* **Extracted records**

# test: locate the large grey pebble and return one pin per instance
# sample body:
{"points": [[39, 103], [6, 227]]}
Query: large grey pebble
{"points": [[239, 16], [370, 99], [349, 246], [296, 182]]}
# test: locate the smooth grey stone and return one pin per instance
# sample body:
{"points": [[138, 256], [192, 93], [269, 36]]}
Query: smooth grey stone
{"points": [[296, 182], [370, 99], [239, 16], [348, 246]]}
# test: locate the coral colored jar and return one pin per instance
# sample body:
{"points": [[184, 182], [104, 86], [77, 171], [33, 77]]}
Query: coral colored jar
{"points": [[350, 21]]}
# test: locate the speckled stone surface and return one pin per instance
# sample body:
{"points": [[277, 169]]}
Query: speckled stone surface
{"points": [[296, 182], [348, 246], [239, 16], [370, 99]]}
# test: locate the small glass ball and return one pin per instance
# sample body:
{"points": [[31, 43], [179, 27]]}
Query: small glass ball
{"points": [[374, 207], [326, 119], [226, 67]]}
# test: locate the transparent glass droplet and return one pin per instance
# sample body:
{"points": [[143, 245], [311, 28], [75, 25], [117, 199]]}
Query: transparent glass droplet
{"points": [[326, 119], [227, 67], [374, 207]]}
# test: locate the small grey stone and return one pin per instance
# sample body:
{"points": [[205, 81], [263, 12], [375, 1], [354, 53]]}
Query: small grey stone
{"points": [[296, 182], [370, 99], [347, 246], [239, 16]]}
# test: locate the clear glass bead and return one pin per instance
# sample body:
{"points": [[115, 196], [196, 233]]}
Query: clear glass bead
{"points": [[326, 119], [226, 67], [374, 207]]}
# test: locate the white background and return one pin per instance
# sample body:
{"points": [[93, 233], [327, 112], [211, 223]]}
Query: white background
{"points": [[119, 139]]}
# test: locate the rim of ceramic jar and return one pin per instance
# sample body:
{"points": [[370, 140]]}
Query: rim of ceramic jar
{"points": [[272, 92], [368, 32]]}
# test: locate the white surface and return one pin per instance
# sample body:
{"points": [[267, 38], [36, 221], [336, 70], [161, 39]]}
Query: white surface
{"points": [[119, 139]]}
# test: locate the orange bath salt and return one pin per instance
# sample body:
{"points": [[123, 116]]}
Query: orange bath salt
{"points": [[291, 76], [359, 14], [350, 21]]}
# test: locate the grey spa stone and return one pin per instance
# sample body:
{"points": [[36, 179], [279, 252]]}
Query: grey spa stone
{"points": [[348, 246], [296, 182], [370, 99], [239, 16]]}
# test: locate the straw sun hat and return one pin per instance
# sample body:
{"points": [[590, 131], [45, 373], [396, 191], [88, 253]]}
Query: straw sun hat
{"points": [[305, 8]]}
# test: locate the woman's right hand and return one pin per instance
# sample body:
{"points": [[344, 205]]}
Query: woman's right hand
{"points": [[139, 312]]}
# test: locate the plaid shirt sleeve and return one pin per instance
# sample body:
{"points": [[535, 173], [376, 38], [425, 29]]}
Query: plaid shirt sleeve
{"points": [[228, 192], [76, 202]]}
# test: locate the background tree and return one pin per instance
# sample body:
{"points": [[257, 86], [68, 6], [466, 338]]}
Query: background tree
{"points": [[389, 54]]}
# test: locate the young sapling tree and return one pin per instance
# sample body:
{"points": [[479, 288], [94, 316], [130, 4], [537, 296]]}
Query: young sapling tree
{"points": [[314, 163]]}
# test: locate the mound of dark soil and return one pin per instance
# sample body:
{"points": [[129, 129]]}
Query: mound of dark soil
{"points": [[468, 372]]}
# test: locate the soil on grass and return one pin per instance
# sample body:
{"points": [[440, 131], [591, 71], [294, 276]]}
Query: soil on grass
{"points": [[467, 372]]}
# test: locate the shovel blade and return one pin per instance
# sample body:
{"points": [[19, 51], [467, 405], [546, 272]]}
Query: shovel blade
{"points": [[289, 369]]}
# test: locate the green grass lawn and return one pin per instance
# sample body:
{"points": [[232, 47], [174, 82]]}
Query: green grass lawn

* **Exercise directions**
Exactly reproduce the lines from the one containing "# test: locate the plaid" through the end of the records, and only those lines.

* **Right answer**
# test: locate the plaid shirt sleeve and return one pin per instance
# sample body:
{"points": [[535, 173], [376, 38], [425, 29]]}
Query: plaid shirt sleeve
{"points": [[228, 192], [76, 202]]}
# test: locate the background tree and return one pin per instance
# sample body:
{"points": [[257, 86], [68, 6], [466, 338]]}
Query: background tree
{"points": [[389, 54]]}
# test: locate the young sapling tree and return one pin per instance
# sample body:
{"points": [[479, 288], [94, 316], [130, 4], [537, 296]]}
Query: young sapling tree
{"points": [[314, 163]]}
# test: locate the mound of dark soil and return one pin per instance
# sample body:
{"points": [[129, 129]]}
Query: mound of dark soil
{"points": [[468, 372]]}
# test: locate the soil on grass and return one pin per instance
# sample body:
{"points": [[440, 131], [591, 71], [294, 276]]}
Query: soil on grass
{"points": [[467, 372]]}
# test: locate the shovel blade and return one pin per instance
# sample body:
{"points": [[19, 51], [467, 405], [546, 272]]}
Query: shovel blade
{"points": [[289, 369]]}
# test: locate the green grass lawn and return one pin per instance
# sample body:
{"points": [[232, 47], [174, 82]]}
Query: green grass lawn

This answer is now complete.